▶ To do
1) Reproduce the passage from the welfare-to-work post below, beginning at the words "Whilst exact details" and stopping after the words "meet referral targets.".
2) According to the welfare-to-work post below, how many hours a week would unemployed people be sent to Mandatory Attendance Centres?

Reblogged
from the void:
George Osborne’s public humiliation of Iain Duncan
Smith will be a bitter blow for the bungling Work and Pensions Secretary as his
welfare reforms along with his credibility both continue to disintegrate.
Whilst Osborne stole the show with a flagship
headline grabbing workfare scheme costing approaching half a billion pounds,
Iain Duncan Smith was reduced to announcing a pilot scheme which seems to be
based on the type of Job Clubs that have been around for decades. The type of
pilot scheme that would usually be announced in a memo to the relevant Jobcentre
staff, not from the podium at a party conference.
IDS’ latest crazy scheme will see unemployed people sent to sit around ‘job
searching’ in Mandatory Attendance Centres for 35 hours a week. This is the
kind of expert help for unemployed people that was so savagely satirised in the
comedy show The League of Gentlemen featuring Pauline, the jobsworth jobs
counsellor who took delight in humiliating and demeaning her ‘clients’.
There is no bigger comedy show currently than the shambles at the DWP and
this latest scheme reveals the joke to be wearing desperately thin. This type
of provision has a long and illustrious history of not working for anyone except
the profit hungry sharks in the welfare-to-work sector who will be rubbing their
hands in glee at today’s announcement.
Whilst exact details are so far unclear it seems likely that claimants could
be sent to one of these Mandatory Attendance Centres in the first few months of
their claim. Companies like A4e, Ingeus and Working Links will have already
spotted how lucrative this could be. All they have to do is encourage
Jobcentres to send them people likely to get jobs anyway and they can pick up
fat job outcome payments for doing nothing at all. Jobcentres will play ball if
the figures look good and it helps them meet referral targets.
For those who aren’t ‘job ready’ the welfare-to-work sector has the answer,
which is to do as little as possible as cheaply as possible. Tony Blair’s New
Deal often included large chunks of mandatory supervised job search. This led
to unemployed young people sitting around in A4e’s offices, sometimes for weeks
on end, doing little more than talking amongst themselves.
If welfare-to-work companies don’t think they can get a job outcome from a
claimant then the most profitable thing to do is nothing. And if they think a
claimant is likely to find work then they still do little more than nothing,
knowing that the claimant themselves will do the work that makes them the
money. Workfare and benefit sanctions can be used to make sure there is no
slacking for those most likely to get jobs, who often end up in low paid
insecure work rather than the sector they have skills and experience in.

▶ Dataset content
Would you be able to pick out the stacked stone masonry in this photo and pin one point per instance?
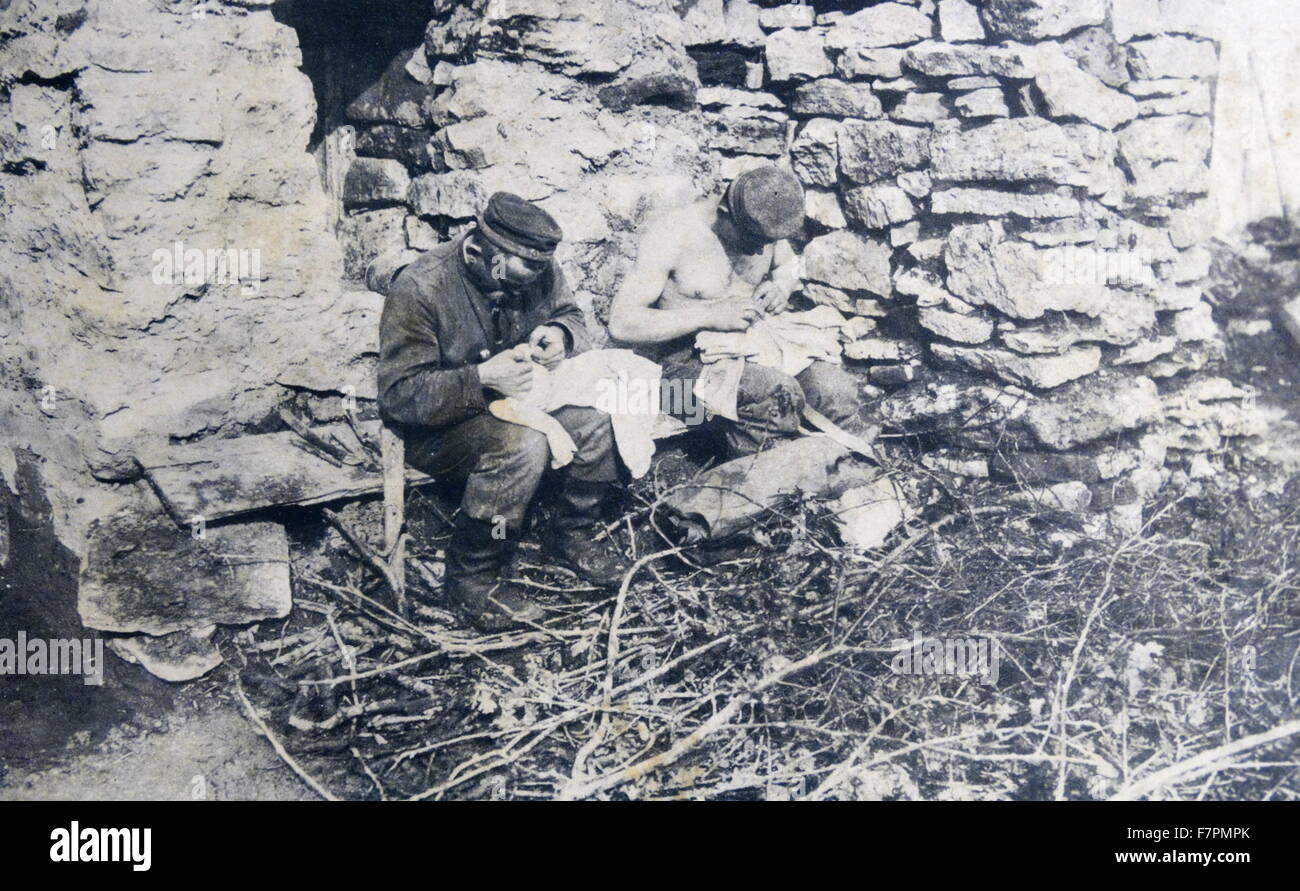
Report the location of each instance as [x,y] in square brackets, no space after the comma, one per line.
[1006,197]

▶ Solutions by task
1)
Whilst exact details are so far unclear it seems likely that claimants could
be sent to one of these Mandatory Attendance Centres in the first few months of
their claim. Companies like A4e, Ingeus and Working Links will have already
spotted how lucrative this could be. All they have to do is encourage
Jobcentres to send them people likely to get jobs anyway and they can pick up
fat job outcome payments for doing nothing at all. Jobcentres will play ball if
the figures look good and it helps them meet referral targets.

2) 35 hours a week.